*** Texte proposé
Je veux bien entendre qu'il faudrait expliquer plus précisément à quoi servait ce poteau de justice(voir le précédent article), mais je dois reconnaître aussi que le cadre de ce blog n'est pas adapté à ce type d'explication. La justice féodale est compliquée à souhait et les écrits des historiens sur le sujet restent prudents voire évasifs.
Pour faire bref, c'est tout d'abord une justice inégalitaire. Par exemple, les condamnés à mort nobles ont la tête tranchée, les roturiers sont pendus ou étranglés. Quant aux femmes, on a un faible pour le bûcher.
Le droit, le pouvoir de rendre justice s'établit sur plusieurs niveaux: basse, moyenne et haute justice. Ce pouvoir peut être entre les mains d'un seigneur laïc, d'un ecclésiastique ou du roi.
Les tribunaux sont confiés à des hommes de loi qui ont fait des études et qui savent dire le droit. Ces juristes sont nommés par le roi ou par les dignitaires dont on vient de parler.
Viennent ensuite les limites territoriales à l'intérieur desquelles ces droits de justice s'appliquent: depuis la paroisse jusqu'au royaume tout entier en passant par le groupement de paroisses (mais par forcément entières), de provinces (pas forcément entières) etc.
Il faut ajouter maintenant tout l'arsenal des moyens matériels de coercition: le cachot, le pilori, les fourches patibulaires, le poteau de justice etc.
Et tout ça évolue évidemment au cours des siècles...
Alors, que peut on dire sur ce poteau de justice de Saint Martin Lars?
De quel personnage important relevait il?
J'ai repéré deux possibilités: le grande prieur d'Aquitaine de la commanderie de Champgillon qui avait pouvoir de haute justice sur un assez grand territoire, y compris la paroisse de Saint Martin Lars ("en partie") et les titulaires du prieuré de de ce même Saint Martin (c'est à dire les chanoines de la cathédrale de Luçon) qui n'avaient droit qu'à la basse justice.
******
*** Données fournies
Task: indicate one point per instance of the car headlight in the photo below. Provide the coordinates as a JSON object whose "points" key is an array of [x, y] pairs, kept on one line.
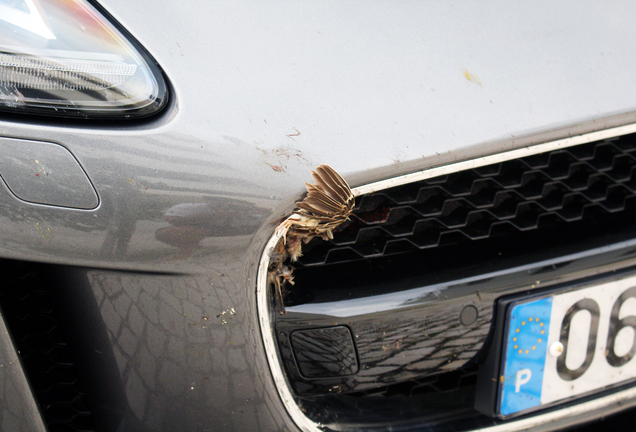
******
=== Objectifs ===
[1] Recopiez un extrait du texte sur la justice féodale, en commençant aux mots "Les tribunaux sont" et en vous arrêtant après "important relevait il?".
[2] Rédigez la suite du texte sur la justice féodale, à partir de sa dernière phrase.

=== Réponses par tâche ===
[1]
Les tribunaux sont confiés à des hommes de loi qui ont fait des études et qui savent dire le droit. Ces juristes sont nommés par le roi ou par les dignitaires dont on vient de parler.
Viennent ensuite les limites territoriales à l'intérieur desquelles ces droits de justice s'appliquent: depuis la paroisse jusqu'au royaume tout entier en passant par le groupement de paroisses (mais par forcément entières), de provinces (pas forcément entières) etc.
Il faut ajouter maintenant tout l'arsenal des moyens matériels de coercition: le cachot, le pilori, les fourches patibulaires, le poteau de justice etc.
Et tout ça évolue évidemment au cours des siècles...
Alors, que peut on dire sur ce poteau de justice de Saint Martin Lars?
De quel personnage important relevait il?

[2]
Ce qui nous amène donc à penser que ce poteau a pu être un outil polyvalent pour strangulation, pendaison, tortures, exposition à la vindicte publique. Mais on sait aussi qu'il a été replanté en 1735 pour indiquer une limite de territoire. Ce qui signifie qu'à cette date, il était délaissé en tant qu'outil de justice. Il n'était plus qu'un symbole de pouvoir réduit, voire un simple marquage de limite.
Nous allons voir maintenant d'autres manifestations de frontières, de justice et de religion dans le même secteur. En partant du Poteau et en empruntant la route qui va au Pouzac (connue actuellement sous le nom de chemin de Boutin à mettre en relation avec le gué de Bouquin que l'on trouve sur le document de 1762).
Sur le cadastre napoléonien de 1828, on repère quatre groupements de parcelles qui portent les noms suivants: le champ de la justice, les justices, le champ de la grosse pierre et le champ de la croix.
Sur le document cité dans l'article précédent (Plan de la paroisse, commanderie, châtellenie de Champ-Gillon...) on remarque des dessins sur le même secteur.
Il s'agit de la représentation de deux croix à l'intersection de deux chemins.
L'une porte le numéro 49 et l'autre, le numéro 50. En référence à la première, on peut lire en légende: "Croix de pierre qui borne la paroisse de Saint Martin Lars d'avec celle de Champ Gillon."
Pour la deuxième:"Croix de bois de mission qui borne la paroisse de Saint Martin Lars d'avec celle de champ Gillon. La première No 49 a été rompue par les habitants des villages de Pouzac, à l'instigation, dit-on , des chanoines de Luçon; il en reste cependant d'anciens vestiges. La 2éme est tombée de vétusté il y a 4 à 5 ans.
L'une et l'autre sont figurées pour marquer leur emplacement; ce qui est d'autant plus essentiel que cela prouve que lorsque la paroisse de Saint Martin s'érigea en 1317, les religieux de de Luçon se bornèrent sur leur terrain d'avec la paroisse de Champ-Gillon érigée en 1130."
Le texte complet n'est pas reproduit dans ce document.